─── Material for this task ───

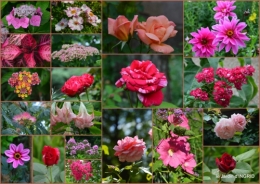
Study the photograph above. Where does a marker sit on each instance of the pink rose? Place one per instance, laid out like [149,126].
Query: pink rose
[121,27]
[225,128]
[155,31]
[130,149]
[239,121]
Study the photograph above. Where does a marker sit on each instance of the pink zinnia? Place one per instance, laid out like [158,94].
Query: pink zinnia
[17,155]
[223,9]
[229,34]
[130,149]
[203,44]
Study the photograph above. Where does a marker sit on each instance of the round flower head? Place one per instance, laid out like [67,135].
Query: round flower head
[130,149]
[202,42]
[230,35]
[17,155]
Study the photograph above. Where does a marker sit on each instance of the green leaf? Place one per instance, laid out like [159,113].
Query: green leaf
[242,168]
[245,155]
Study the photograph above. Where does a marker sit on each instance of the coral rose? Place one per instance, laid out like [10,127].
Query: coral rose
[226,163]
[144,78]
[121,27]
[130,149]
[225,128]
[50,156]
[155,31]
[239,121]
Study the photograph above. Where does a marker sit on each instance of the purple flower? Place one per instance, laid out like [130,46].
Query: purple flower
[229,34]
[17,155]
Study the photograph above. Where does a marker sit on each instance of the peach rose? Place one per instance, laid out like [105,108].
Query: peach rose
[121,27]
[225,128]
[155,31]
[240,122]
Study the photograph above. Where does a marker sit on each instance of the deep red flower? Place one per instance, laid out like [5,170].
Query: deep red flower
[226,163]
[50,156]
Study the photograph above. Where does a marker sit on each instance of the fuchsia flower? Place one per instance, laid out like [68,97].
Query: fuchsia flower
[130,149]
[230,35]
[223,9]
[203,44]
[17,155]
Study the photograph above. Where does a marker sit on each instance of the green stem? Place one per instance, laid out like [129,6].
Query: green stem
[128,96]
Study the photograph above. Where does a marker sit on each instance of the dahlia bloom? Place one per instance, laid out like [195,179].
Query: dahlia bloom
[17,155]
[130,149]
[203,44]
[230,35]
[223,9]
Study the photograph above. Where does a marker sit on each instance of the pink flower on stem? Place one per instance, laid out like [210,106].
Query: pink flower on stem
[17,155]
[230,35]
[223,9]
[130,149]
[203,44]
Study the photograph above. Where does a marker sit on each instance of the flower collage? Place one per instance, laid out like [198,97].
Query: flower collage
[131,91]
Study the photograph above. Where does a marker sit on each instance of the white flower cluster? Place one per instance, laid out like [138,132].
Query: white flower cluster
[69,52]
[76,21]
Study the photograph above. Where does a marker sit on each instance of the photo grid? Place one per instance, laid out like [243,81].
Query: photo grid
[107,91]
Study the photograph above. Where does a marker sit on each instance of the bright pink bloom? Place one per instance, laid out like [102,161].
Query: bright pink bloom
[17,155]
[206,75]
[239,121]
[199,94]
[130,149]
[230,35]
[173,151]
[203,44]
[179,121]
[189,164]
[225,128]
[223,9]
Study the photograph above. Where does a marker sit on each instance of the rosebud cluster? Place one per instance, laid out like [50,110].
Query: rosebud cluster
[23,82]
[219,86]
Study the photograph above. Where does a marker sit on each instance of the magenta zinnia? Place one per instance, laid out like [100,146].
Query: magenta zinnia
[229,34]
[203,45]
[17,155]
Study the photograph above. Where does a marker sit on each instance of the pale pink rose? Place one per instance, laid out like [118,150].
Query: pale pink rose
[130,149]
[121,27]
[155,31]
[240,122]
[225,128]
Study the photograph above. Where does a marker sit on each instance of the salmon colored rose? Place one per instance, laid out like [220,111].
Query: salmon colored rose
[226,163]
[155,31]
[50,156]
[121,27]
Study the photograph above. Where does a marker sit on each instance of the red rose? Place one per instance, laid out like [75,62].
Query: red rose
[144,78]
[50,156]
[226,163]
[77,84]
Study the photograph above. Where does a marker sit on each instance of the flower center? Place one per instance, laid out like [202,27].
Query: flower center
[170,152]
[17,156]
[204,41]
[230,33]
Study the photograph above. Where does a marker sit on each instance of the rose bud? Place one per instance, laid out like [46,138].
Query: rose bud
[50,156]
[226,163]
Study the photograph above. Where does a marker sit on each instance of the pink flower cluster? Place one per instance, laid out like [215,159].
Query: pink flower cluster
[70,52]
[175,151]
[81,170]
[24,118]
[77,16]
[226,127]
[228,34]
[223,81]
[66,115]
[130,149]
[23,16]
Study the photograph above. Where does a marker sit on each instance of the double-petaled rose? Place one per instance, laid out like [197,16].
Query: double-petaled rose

───

Work item
For each entry, copy the text exactly and leave out any image it carries.

Your solution
Study the photograph above. Where does a marker sit on each instance of the pink rose? Place one per instance, laid out like [149,126].
Query: pink rose
[121,27]
[225,128]
[155,31]
[130,149]
[239,121]
Study the photograph above. Where does a marker sit on each instance of the pink zinnia? Place one per instance, laid out like [158,94].
Query: pink zinnia
[17,155]
[223,9]
[229,34]
[130,149]
[203,44]
Study the photograph above. Where does a marker sit on each instance of the round flower head? Place one per instance, laid out like [67,135].
Query: round flower head
[130,149]
[202,42]
[230,35]
[17,155]
Study the photograph above. Where does a marker sit on each instance of the green leaf? Place one per instance, laid out like [159,113].
Query: green leaf
[242,168]
[245,155]
Study the photograph above. Where does a marker sit on each instance of the coral rose? Place one per instance, laid out like [10,127].
Query: coral rose
[226,163]
[144,78]
[121,27]
[130,149]
[225,128]
[50,156]
[155,31]
[239,121]
Study the photograph above. Where does a marker sit on each instance of the purple flower? Place one per instance, laid out like [130,46].
Query: purple flower
[229,34]
[17,155]
Study the photograph above. Where does a marker sit on each instance of the peach rose? Place one per instance, laid out like [105,108].
Query: peach rose
[121,27]
[225,128]
[155,31]
[240,122]
Study the photograph above. Where does a marker sit on each instance of the deep red flower? Place one per instance, laid out like [5,170].
Query: deep red flower
[226,163]
[50,156]
Study the photograph above. Where does a marker sit on each instance of the fuchsia flower? Place one per instance, laid out like [68,97].
Query: fuchsia flower
[130,149]
[230,35]
[223,9]
[203,44]
[17,155]
Study the photograph above. Where does a marker sit on each instance of the green stem? Place one per instance, laid out like [129,6].
Query: green stem
[128,96]
Study the photograph above. Where does a marker sit on each instance of the dahlia bloom? Place one per instance, laid out like [195,179].
Query: dahlia bloom
[17,155]
[130,149]
[203,44]
[230,35]
[223,9]
Study the photograph above. Where does a marker sit on each instance of the pink flower on stem? Place one per instance, laid out like [210,106].
Query: pink flower on stem
[17,155]
[230,35]
[223,9]
[130,149]
[203,44]
Study the photograph above. Where does a marker sit on each instance of the flower collage? Place one per instance, laid out like [198,97].
Query: flower collage
[131,91]
Study the photograph above. Where does a marker sit on each instance of the white flower cluster? Place one per instance, laid out like [138,132].
Query: white flower cluster
[69,52]
[76,21]
Study the photograph above. Where does a marker sit on each instance of the photo grid? Place one per instance, laid out like [243,81].
Query: photo grid
[107,91]
Study the photograph above. Where does a marker sit on each instance of the bright pink bloom? Place one per instance, laid out like [102,161].
Query: bright pink bloom
[17,155]
[206,75]
[239,121]
[199,94]
[130,149]
[230,35]
[173,151]
[203,44]
[179,121]
[189,164]
[225,128]
[223,9]
Study the photograph above. Where does a marker sit on each instance of the rosebud cluster? Place one per instance, laid out like [50,110].
Query: rosebud cluster
[23,82]
[219,86]
Study the photograph above. Where does a marker sit on each instance of the magenta zinnia? Place one per instance, laid out like [100,146].
Query: magenta zinnia
[229,34]
[203,45]
[17,155]
Study the photograph above. Where does a marker sit on each instance of the pale pink rose? Place one per instance, laid out like [118,150].
Query: pale pink rose
[130,149]
[121,27]
[155,31]
[240,122]
[225,128]
Study the photograph above. Where does a marker sit on each instance of the salmon colored rose? Place one per instance, laid out like [220,111].
Query: salmon colored rose
[226,163]
[155,31]
[50,156]
[121,27]
Study the photograph above. Where does a marker sit on each instance of the red rose? Place one per instance, laid out like [75,62].
Query: red rose
[144,78]
[50,156]
[226,163]
[77,84]
Study the photograph above. Where does a marker sit on each instance of the flower center? Place one per instance, laid out like [202,27].
Query: flower center
[170,152]
[17,156]
[204,41]
[230,33]
Study the photograph above. Where does a marker sit on each instance of the rose bud? Place one per instance, laid out like [46,138].
Query: rose bud
[50,156]
[226,163]
Study the photograph above. Where does a marker sit on each instance of the pink flower cluster? Place one per instance, laid out like [215,159].
Query: pink flower cluster
[70,52]
[175,151]
[81,170]
[24,118]
[77,16]
[226,127]
[228,34]
[223,81]
[66,115]
[130,149]
[23,16]
Study the photograph above. Where does a marker sit on each instance of the double-petaled rose? Place one per instance, laid out like [197,16].
Query: double-petaled rose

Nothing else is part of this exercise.